# Work request
The expected result is every line of the records, printed exactly.

--- --- ---

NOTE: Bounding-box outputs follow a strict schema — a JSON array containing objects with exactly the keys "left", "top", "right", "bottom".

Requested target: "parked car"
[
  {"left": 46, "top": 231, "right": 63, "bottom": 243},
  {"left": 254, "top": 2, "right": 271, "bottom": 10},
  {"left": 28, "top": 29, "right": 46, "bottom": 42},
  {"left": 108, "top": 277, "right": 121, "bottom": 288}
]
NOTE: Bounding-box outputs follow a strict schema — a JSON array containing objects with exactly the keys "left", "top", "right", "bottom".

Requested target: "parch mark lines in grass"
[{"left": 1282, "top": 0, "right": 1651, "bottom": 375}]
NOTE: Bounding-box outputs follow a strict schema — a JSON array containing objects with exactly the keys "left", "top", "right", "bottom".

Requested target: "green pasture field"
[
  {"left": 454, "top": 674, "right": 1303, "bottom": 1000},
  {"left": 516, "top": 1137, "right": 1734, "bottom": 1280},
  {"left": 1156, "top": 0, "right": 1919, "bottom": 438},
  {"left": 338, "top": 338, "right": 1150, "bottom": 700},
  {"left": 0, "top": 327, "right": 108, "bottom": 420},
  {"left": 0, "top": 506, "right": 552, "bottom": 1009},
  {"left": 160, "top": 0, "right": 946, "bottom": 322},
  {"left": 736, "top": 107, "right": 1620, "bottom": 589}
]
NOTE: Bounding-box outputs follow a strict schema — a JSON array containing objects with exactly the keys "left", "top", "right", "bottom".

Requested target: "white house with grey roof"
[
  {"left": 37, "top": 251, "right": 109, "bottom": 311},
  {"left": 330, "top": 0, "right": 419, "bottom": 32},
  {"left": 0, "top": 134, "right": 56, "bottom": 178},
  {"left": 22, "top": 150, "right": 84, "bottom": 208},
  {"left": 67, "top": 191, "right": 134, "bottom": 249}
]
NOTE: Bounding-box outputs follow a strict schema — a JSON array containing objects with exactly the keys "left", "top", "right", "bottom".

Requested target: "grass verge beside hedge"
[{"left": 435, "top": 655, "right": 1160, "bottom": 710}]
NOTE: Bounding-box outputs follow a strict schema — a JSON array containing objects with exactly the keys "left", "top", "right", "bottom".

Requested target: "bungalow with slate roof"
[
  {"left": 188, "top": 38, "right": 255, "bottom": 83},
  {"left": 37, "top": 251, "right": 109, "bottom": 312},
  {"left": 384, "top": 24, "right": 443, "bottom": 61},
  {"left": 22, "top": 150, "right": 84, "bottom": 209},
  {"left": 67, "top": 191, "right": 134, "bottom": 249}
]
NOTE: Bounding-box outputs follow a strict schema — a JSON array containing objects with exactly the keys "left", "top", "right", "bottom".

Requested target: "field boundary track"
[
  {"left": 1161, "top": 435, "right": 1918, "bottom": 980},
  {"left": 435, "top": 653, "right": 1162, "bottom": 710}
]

--- --- ---

# Answer for the task
NOTE: Bounding-box outputs follow a strict schema — a JSON array containing objects with exactly the keys "left", "top", "right", "bottom".

Requested target: "parked car"
[
  {"left": 46, "top": 231, "right": 63, "bottom": 243},
  {"left": 254, "top": 2, "right": 271, "bottom": 10},
  {"left": 28, "top": 29, "right": 46, "bottom": 42},
  {"left": 108, "top": 277, "right": 121, "bottom": 288}
]
NOTE: Bounding-box outputs follow a strict schema — a JSON array containing objects with exactly the keys "left", "top", "right", "bottom".

Requested target: "parch mark lines in grass"
[{"left": 1282, "top": 0, "right": 1651, "bottom": 375}]
NOTE: Bounding-box outputs follow a strict schema — a JSON array containing objects with exactly the keys "left", "top", "right", "bottom".

Requested target: "green pasture field"
[
  {"left": 454, "top": 674, "right": 1303, "bottom": 1000},
  {"left": 516, "top": 1137, "right": 1734, "bottom": 1280},
  {"left": 1156, "top": 0, "right": 1919, "bottom": 438},
  {"left": 338, "top": 338, "right": 1150, "bottom": 700},
  {"left": 0, "top": 327, "right": 108, "bottom": 420},
  {"left": 0, "top": 506, "right": 552, "bottom": 1009},
  {"left": 160, "top": 0, "right": 946, "bottom": 322},
  {"left": 736, "top": 107, "right": 1620, "bottom": 589}
]
NOTE: Bounding-box outputs follow a strict schema — a JSON array containing objects with exactly the keys "left", "top", "right", "bottom".

Requested target: "white house with grey roof"
[
  {"left": 37, "top": 251, "right": 109, "bottom": 311},
  {"left": 330, "top": 0, "right": 419, "bottom": 32},
  {"left": 0, "top": 134, "right": 56, "bottom": 178},
  {"left": 22, "top": 150, "right": 84, "bottom": 208},
  {"left": 67, "top": 191, "right": 134, "bottom": 249}
]
NOTE: Bounding-box outputs follow a strict schema — a JSON array containing objects with exactly the keys "left", "top", "right", "bottom".

Requested target: "grass verge beside hedge"
[{"left": 435, "top": 655, "right": 1160, "bottom": 710}]
NOTE: Bounding-box outputs follow a strict schema — a JSON array containing objects with exactly the keys "left", "top", "right", "bottom".

Requested target: "bungalow with slate roof"
[
  {"left": 188, "top": 38, "right": 255, "bottom": 83},
  {"left": 37, "top": 251, "right": 109, "bottom": 312},
  {"left": 384, "top": 24, "right": 443, "bottom": 61},
  {"left": 22, "top": 150, "right": 84, "bottom": 209},
  {"left": 67, "top": 191, "right": 134, "bottom": 249}
]
NOTE: Bounding-box outputs follow a strict schema — a JSON array containing objects with exactly the keys "left", "top", "right", "bottom".

Requested target: "field boundary track"
[
  {"left": 1161, "top": 435, "right": 1918, "bottom": 980},
  {"left": 435, "top": 653, "right": 1162, "bottom": 710}
]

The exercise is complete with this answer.